**BRIEF 1**
List every counter-defendant named in the caption of the court opinion.
**BRIEF 2**
Answer these questions from the court opinion:
(a) On what date did the bench trial on punitive damages take place?
(b) Which grape variety's ownership was at issue?
(c) How much did the June 16, 2006 Judgment award in punitive damages?
**BRIEF 3**
Write the next part of the court opinion, picking up right after its final sentence.

**QUOTED TEXT**
►
SUN PACIFIC FARMING COOPERATIVE, INC., PLAINTIFF,
v.
SUN WORLD INTERNATIONAL, INC., DEFENDANT.
SUN WORLD INTERNATIONAL, INC., A DELAWARE CORPORATION, COUNTER-CLAIMANT,
v.
SUN PACIFIC FARMING COOPERATIVE, INC., A CALIFORNIA CORPORATION; SUN PACIFIC FARMING CO., A CALIFORNIA CORPORATION; BERNE H. EVANS III; AND RICHARD PETERS, COUNTER-DEFENDANTS.



The opinion of the court was delivered by: Oliver W. Wanger United States District Judge

FINDINGS OF FACT AND CONCLUSIONS OF LAW

This matter came before the Court for bench trial on January 27, 2009, following the remand from the Court of Appeals for the Ninth Circuit, following vacation and remand for determination of the amount of punitive damages. Plaintiff, Sun Pacific Farming Cooperative, Inc., ("Sun Pacific") was represented by Klein, DeNatale, Cooper, Rosenlieb & Kimball, LLP, by T. Scott Belden, Esq. Plaintiff, Sun Pacific Farming Cooperative, Inc., a California corporation; Sun Pacific Farming Co., a California corporation; and Richard Peters were represented by The Webb Law Firm by Kent E. Beldauf, Jr., Esq.

Based on the undisputed facts set forth in the Final Pre-Trial Order, the Findings of Fact, and Conclusions of Law entered by the Court June 16, 2006, the Court of Appeals' Memorandum of Decision filed May 8, 2008, and the evidence and arguments presented by the parties at trial on January 27, 2009, including trial briefs, supplemental written argument, and Proposed Findings of Fact and Conclusions of Law on the issue of punitive damages, the Court makes the following Findings of Fact and Conclusions of Law. To the extent any Finding of Fact can be interpreted as a Conclusion of Law, or a Conclusion of Law can be interpreted as a Finding of Fact, it is so intended.

A. Relevant Procedural Background

Following a bench trial and the filing of Findings of Fact and Conclusions of Law, entered June 16, 2006, the trial court found Counter-Defendants Sun Pacific Farming Cooperative, Inc., Sun Pacific Farming Company, Berne H. Evans, III, and Richard Peters, liable to Sun World International, Inc., for intentional misrepresentation, conversion, and declaratory relief regarding the ownership of the Sugraone grape variety. The Judgment entered June 16, 2006, held each of the Counter-Defendants liable to Sun World for compensatory damages in the sum of $8,064.00, costs in the amount of $27,684.30, and punitive damages of $250,000.00.
◄
[Dataset items]
►
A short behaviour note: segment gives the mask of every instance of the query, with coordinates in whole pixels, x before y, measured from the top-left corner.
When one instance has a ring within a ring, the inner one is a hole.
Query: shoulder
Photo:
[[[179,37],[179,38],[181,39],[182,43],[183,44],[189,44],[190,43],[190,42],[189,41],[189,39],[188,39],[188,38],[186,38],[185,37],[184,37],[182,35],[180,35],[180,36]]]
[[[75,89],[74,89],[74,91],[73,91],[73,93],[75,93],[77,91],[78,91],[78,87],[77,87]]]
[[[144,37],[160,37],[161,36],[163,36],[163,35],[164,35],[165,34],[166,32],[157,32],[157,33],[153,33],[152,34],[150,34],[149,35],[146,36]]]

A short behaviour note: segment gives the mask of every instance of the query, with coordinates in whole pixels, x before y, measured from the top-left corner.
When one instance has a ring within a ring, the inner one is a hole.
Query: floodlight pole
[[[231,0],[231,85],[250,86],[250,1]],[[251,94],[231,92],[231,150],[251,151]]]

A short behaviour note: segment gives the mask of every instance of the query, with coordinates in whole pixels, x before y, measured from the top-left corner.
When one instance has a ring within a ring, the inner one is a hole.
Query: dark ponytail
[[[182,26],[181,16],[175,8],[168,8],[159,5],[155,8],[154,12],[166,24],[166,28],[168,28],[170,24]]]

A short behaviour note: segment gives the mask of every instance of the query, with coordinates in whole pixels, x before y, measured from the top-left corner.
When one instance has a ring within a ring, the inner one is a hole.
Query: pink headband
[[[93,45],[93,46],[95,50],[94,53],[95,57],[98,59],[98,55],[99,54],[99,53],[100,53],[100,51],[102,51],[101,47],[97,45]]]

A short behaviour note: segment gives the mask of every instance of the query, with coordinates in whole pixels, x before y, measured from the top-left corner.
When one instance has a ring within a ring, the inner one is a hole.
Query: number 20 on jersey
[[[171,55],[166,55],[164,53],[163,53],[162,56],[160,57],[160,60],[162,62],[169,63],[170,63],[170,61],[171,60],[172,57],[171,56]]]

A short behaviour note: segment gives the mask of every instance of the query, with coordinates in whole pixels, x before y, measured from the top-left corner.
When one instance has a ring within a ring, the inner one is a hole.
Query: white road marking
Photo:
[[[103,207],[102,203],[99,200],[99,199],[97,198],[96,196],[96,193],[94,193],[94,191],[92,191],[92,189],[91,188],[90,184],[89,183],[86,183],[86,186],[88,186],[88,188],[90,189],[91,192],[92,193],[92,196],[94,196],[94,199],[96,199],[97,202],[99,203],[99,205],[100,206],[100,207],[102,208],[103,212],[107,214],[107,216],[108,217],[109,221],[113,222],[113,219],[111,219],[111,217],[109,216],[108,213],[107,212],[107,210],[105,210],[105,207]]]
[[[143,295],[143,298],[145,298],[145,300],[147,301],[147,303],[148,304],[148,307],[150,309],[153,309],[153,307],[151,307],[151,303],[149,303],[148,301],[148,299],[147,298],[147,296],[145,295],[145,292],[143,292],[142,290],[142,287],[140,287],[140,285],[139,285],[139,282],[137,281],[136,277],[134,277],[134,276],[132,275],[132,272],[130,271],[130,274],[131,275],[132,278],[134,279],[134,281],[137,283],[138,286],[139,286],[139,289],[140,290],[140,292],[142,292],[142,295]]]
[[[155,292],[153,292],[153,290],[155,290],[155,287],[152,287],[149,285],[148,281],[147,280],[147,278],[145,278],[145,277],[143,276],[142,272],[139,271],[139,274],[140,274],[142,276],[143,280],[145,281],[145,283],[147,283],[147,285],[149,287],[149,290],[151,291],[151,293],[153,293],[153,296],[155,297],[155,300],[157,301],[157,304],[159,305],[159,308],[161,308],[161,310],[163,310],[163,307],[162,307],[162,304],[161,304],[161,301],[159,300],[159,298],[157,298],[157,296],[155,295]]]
◄
**RESPONSE 1**
Sun Pacific Farming Cooperative, Inc.
Sun Pacific Farming Co.
Berne H. Evans III
Richard Peters

**RESPONSE 2**
(a) January 27, 2009
(b) Sugraone
(c) $250,000.00

**RESPONSE 3**
By its Memorandum Decision filed May 8, 2008, the Court of Appeals affirmed the trial court's decision in all respects, except the amount of the punitive damages award specifically holding: "Roughly 31-to-1 ratio between the punitive damages award and compensatory damages award exceeds the outer limits that the Supreme Court has indicated would comport with due process. [A]lthough the misconduct at issue here is serious and intentional, it does not appear to be in the realm of the most egregious conduct that would otherwise support such a high damages ratio." The Court of Appeals remanded to the District Court for reconsideration and recalculation of the amount of the punitive damages award.

B. Findings of Fact

1. By written Agreement of Sale dated March 15, 1972, John Garabedian, Bertha Garabedian, Richard Peters, Barbara Peters, the Panoche Land Company, and the Peters & Garabedian Partnership sold specifically enumerated parcels of real estate, personal property and equipment, trademarks, patents and patent applications to Superior Farming Company.

2. The 1972 Agreement affected a transfer of "certain parcels of real property . . . certain personal property and equipment and certain patents, patent applications and trademark rights as follows:" which are listed and numbered paragraphs 1-3 of the first page of the 1972 Agreement. Those paragraphs recite the sale of specifically enumerated real property, Exhibits A, B, C, and D to Appendix 1 of the 1972 Agreement, personal property (Exhibit E to Appendix 1 of the 1972 Agreement), patents and patent applications (Exhibit F to Appendix 1 of the 1972 Agreement) and two trademarks for the total purchase and sale price of $7,711,750.00.

3. Exhibits A-D of the 1972 Agreement specifically listed the transferred real estate. Exhibit E of the 1972 Agreement lists, in 35 pages, the over-500 transferred items of personal property. Exhibit F to the '72 Agreement is a list of the transferred patents and patent applications.

4. The Superior Seedless Sugraone vines are not described or included in the 35 pages listing the personal property and equipment that was sold in the 1972 Agreement. (Exhibit E to the 1972 Agreement).

5. The Superior Seedless/Sugraone grape variety is not highlighted in the 1972 Agreement and no portion of the Agreement specifically discusses that grape variety.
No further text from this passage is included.